§ Task description: Your answer must consist solely of the line containing "identify every black" and each line after it through the end of the data, copied exactly.
━━━ Data provided ━━━
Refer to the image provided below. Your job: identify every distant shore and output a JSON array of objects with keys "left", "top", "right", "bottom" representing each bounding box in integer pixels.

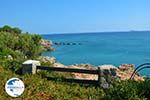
[{"left": 41, "top": 30, "right": 150, "bottom": 35}]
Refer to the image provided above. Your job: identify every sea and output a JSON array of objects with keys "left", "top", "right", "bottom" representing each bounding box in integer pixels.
[{"left": 42, "top": 31, "right": 150, "bottom": 76}]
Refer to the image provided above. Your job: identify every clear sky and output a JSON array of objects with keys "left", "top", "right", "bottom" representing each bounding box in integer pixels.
[{"left": 0, "top": 0, "right": 150, "bottom": 34}]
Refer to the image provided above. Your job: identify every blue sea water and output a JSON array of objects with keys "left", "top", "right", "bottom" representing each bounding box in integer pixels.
[{"left": 42, "top": 31, "right": 150, "bottom": 75}]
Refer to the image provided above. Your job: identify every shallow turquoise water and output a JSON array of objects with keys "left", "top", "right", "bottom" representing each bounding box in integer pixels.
[{"left": 42, "top": 31, "right": 150, "bottom": 75}]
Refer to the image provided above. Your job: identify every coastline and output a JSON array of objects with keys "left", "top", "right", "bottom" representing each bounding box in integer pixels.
[
  {"left": 41, "top": 32, "right": 150, "bottom": 67},
  {"left": 38, "top": 55, "right": 144, "bottom": 82},
  {"left": 40, "top": 39, "right": 144, "bottom": 81}
]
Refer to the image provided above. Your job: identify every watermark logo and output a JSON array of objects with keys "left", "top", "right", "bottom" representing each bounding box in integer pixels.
[{"left": 5, "top": 78, "right": 25, "bottom": 97}]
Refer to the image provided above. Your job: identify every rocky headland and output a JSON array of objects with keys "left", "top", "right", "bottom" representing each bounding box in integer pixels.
[{"left": 40, "top": 39, "right": 55, "bottom": 51}]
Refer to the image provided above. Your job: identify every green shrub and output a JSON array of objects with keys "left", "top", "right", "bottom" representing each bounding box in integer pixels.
[
  {"left": 0, "top": 25, "right": 43, "bottom": 73},
  {"left": 103, "top": 80, "right": 147, "bottom": 100},
  {"left": 137, "top": 78, "right": 150, "bottom": 99}
]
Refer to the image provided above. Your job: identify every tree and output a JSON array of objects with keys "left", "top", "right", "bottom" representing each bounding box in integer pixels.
[
  {"left": 0, "top": 25, "right": 22, "bottom": 34},
  {"left": 12, "top": 27, "right": 22, "bottom": 34},
  {"left": 0, "top": 25, "right": 11, "bottom": 32}
]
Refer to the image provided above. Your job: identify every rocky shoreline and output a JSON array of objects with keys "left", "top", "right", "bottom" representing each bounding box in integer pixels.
[
  {"left": 40, "top": 39, "right": 83, "bottom": 51},
  {"left": 39, "top": 56, "right": 144, "bottom": 81},
  {"left": 39, "top": 39, "right": 144, "bottom": 83}
]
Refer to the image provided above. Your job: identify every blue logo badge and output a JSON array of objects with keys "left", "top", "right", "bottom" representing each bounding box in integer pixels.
[{"left": 5, "top": 78, "right": 25, "bottom": 97}]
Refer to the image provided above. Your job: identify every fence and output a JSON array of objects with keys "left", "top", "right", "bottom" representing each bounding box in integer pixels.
[
  {"left": 22, "top": 61, "right": 107, "bottom": 85},
  {"left": 22, "top": 61, "right": 150, "bottom": 86},
  {"left": 22, "top": 60, "right": 117, "bottom": 86},
  {"left": 36, "top": 66, "right": 102, "bottom": 85}
]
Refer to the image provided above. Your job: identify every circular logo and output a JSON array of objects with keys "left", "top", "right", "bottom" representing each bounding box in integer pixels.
[{"left": 5, "top": 78, "right": 25, "bottom": 97}]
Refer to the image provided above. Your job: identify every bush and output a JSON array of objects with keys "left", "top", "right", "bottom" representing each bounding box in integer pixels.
[
  {"left": 103, "top": 80, "right": 147, "bottom": 100},
  {"left": 0, "top": 25, "right": 43, "bottom": 72},
  {"left": 138, "top": 78, "right": 150, "bottom": 99}
]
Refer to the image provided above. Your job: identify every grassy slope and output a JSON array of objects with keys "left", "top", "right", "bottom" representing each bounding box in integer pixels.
[
  {"left": 0, "top": 66, "right": 105, "bottom": 100},
  {"left": 1, "top": 65, "right": 150, "bottom": 100}
]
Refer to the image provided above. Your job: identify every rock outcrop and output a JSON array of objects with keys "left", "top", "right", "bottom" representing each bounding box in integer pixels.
[
  {"left": 99, "top": 65, "right": 117, "bottom": 70},
  {"left": 38, "top": 56, "right": 56, "bottom": 64},
  {"left": 117, "top": 64, "right": 144, "bottom": 81},
  {"left": 53, "top": 42, "right": 82, "bottom": 45},
  {"left": 69, "top": 64, "right": 96, "bottom": 70},
  {"left": 38, "top": 56, "right": 144, "bottom": 82},
  {"left": 68, "top": 64, "right": 97, "bottom": 80},
  {"left": 40, "top": 39, "right": 55, "bottom": 51},
  {"left": 68, "top": 64, "right": 144, "bottom": 81},
  {"left": 98, "top": 65, "right": 118, "bottom": 88},
  {"left": 53, "top": 63, "right": 67, "bottom": 67}
]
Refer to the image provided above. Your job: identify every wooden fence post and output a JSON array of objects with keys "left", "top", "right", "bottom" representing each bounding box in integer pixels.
[{"left": 98, "top": 67, "right": 101, "bottom": 85}]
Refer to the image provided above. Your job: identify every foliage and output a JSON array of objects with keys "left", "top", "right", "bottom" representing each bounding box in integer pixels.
[
  {"left": 0, "top": 25, "right": 22, "bottom": 34},
  {"left": 0, "top": 25, "right": 43, "bottom": 72},
  {"left": 137, "top": 78, "right": 150, "bottom": 99},
  {"left": 38, "top": 70, "right": 75, "bottom": 81},
  {"left": 103, "top": 80, "right": 148, "bottom": 100},
  {"left": 18, "top": 34, "right": 43, "bottom": 58},
  {"left": 0, "top": 66, "right": 105, "bottom": 100},
  {"left": 1, "top": 65, "right": 150, "bottom": 100}
]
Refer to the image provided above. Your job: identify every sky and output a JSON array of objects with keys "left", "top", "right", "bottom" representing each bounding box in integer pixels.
[{"left": 0, "top": 0, "right": 150, "bottom": 34}]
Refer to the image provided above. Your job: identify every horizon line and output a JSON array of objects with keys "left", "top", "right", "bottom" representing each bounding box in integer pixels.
[{"left": 40, "top": 30, "right": 150, "bottom": 35}]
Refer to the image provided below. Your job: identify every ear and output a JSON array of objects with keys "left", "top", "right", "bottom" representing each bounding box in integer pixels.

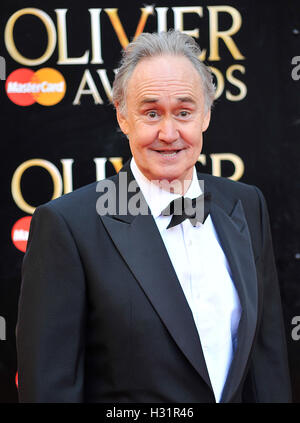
[
  {"left": 202, "top": 108, "right": 211, "bottom": 132},
  {"left": 115, "top": 103, "right": 129, "bottom": 135}
]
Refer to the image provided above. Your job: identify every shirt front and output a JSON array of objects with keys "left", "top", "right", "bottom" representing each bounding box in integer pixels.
[{"left": 130, "top": 158, "right": 242, "bottom": 402}]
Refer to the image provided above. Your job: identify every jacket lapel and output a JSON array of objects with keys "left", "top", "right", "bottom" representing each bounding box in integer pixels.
[
  {"left": 204, "top": 176, "right": 258, "bottom": 402},
  {"left": 99, "top": 164, "right": 212, "bottom": 391}
]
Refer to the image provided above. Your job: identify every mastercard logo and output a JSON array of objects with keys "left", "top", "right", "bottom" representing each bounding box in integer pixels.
[
  {"left": 6, "top": 68, "right": 66, "bottom": 106},
  {"left": 11, "top": 216, "right": 32, "bottom": 253}
]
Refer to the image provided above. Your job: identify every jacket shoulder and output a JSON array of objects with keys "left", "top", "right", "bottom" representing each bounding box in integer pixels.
[
  {"left": 35, "top": 174, "right": 119, "bottom": 221},
  {"left": 197, "top": 172, "right": 258, "bottom": 196},
  {"left": 197, "top": 172, "right": 267, "bottom": 224}
]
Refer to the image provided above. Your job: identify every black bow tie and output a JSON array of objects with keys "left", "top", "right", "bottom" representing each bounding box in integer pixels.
[{"left": 161, "top": 192, "right": 211, "bottom": 229}]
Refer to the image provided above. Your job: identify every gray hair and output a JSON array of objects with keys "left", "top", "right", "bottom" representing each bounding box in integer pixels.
[{"left": 112, "top": 30, "right": 215, "bottom": 114}]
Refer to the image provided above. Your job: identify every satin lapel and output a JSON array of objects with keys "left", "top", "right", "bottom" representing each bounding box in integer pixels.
[
  {"left": 99, "top": 166, "right": 212, "bottom": 390},
  {"left": 208, "top": 197, "right": 258, "bottom": 403}
]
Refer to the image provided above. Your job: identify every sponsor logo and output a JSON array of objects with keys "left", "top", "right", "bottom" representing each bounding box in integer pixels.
[
  {"left": 6, "top": 67, "right": 66, "bottom": 106},
  {"left": 11, "top": 216, "right": 31, "bottom": 252}
]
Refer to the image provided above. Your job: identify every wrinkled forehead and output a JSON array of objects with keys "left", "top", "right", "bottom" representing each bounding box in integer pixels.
[{"left": 126, "top": 55, "right": 204, "bottom": 102}]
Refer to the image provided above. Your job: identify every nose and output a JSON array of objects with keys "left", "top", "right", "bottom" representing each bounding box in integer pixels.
[{"left": 158, "top": 116, "right": 179, "bottom": 143}]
━━━
§ Answer:
Refer to the image provided above. Your job: identify every black bow tie and output a JSON array of objects with keys "left", "top", "right", "bottom" representing each bounding box in integer pixels.
[{"left": 161, "top": 192, "right": 211, "bottom": 229}]
Refer to the image provided above. Your job: identify every gray hair and output a JSON array of objects with keys "left", "top", "right", "bottom" representing each bounding box in integer pixels.
[{"left": 112, "top": 30, "right": 215, "bottom": 114}]
Refer to the image provided above. Your job: identify every satin lapel and output a JSON array of objects with keys "left", "top", "right", "bottom" representing each bounding box in integer pixels.
[
  {"left": 99, "top": 166, "right": 212, "bottom": 390},
  {"left": 208, "top": 197, "right": 258, "bottom": 403}
]
Refer to the image provided above. Your job: identify every sponsor logo and output a JSON array of objects with keys "left", "top", "right", "bottom" representing each bounding box in integer pixels.
[
  {"left": 6, "top": 67, "right": 66, "bottom": 106},
  {"left": 11, "top": 216, "right": 31, "bottom": 252}
]
Refer to the image provided above. Your job: identify every wrinkled forehead and output a JSON array of objects with keys "left", "top", "right", "bottom" representing each bounding box in integer pixels.
[{"left": 126, "top": 55, "right": 204, "bottom": 102}]
Refer to the image provided above. Your job: identify every nose and output a JSON array of objects with keys "left", "top", "right", "bottom" representing each bounding box in integer pixels.
[{"left": 158, "top": 116, "right": 179, "bottom": 143}]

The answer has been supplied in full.